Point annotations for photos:
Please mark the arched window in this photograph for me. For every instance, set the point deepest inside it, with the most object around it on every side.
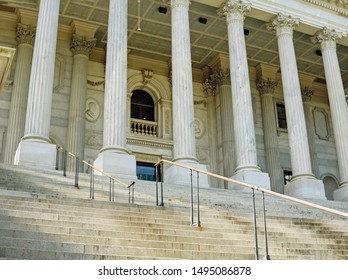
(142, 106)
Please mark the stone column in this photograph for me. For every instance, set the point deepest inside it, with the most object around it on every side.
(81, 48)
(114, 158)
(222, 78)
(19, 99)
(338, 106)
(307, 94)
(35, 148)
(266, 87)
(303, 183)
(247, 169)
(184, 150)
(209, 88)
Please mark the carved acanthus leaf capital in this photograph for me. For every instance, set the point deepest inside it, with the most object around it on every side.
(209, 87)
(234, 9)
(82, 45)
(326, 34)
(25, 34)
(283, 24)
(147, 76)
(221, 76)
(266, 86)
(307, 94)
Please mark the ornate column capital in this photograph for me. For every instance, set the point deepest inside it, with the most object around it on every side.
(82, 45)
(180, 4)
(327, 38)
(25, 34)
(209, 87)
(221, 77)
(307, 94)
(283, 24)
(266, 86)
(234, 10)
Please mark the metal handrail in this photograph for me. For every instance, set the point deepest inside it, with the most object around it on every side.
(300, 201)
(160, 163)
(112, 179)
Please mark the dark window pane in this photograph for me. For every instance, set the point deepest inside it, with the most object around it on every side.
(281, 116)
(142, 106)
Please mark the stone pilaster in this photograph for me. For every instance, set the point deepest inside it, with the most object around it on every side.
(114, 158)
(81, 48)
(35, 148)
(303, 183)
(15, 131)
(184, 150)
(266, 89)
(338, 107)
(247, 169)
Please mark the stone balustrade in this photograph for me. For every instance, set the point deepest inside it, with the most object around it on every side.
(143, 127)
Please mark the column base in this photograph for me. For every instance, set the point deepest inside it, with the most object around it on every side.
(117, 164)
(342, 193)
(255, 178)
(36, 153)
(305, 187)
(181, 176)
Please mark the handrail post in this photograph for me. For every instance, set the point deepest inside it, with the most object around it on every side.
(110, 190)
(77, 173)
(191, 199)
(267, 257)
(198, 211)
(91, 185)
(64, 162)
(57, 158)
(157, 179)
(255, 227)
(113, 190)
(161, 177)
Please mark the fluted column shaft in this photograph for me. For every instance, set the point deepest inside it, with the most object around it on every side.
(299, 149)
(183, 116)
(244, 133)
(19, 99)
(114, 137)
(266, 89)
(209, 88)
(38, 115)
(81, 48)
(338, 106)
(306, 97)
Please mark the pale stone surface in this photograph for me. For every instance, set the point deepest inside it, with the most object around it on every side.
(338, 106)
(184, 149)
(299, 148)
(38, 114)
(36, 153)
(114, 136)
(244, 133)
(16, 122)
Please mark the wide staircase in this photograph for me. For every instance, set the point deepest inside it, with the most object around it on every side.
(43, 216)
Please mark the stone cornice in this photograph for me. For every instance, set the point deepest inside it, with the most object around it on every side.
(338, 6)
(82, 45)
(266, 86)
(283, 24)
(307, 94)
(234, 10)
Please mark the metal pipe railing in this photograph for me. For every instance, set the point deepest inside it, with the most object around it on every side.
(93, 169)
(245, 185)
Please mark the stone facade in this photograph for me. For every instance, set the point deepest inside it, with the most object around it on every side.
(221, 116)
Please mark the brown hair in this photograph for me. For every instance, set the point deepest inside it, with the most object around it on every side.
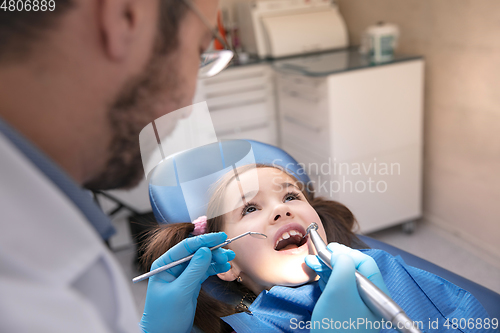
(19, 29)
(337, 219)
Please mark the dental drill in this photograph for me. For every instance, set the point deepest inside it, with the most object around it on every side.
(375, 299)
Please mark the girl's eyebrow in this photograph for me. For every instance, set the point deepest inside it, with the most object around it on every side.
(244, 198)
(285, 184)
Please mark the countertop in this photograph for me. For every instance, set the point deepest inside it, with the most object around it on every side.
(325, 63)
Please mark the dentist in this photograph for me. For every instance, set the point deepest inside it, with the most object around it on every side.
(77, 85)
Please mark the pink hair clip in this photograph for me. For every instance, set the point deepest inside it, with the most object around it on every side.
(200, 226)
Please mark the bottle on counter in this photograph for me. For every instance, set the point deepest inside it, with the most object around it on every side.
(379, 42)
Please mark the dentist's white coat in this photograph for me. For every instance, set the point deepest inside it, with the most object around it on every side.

Exercise brief: Return exactly the lines from the one containing "Please mark the dentist in" to the last line of the data, and nothing more.

Worked answer:
Please mark the dentist in this photograph for me. For every instance, set the point deepest inside it, with the most object around it on every side.
(77, 85)
Please mark the pink hair clip in this photograph for me. For every instance, set the point deepest inside it, with the most object around it on every side.
(200, 226)
Please mark the bottle on counter in this photograph for me. For every instance, set the point deepest inside it, with the most object around it on every side.
(379, 42)
Please mark the dentist's white coat in this photograph for me. For every instance, set the point deepest inside it, with the most object around it on every side.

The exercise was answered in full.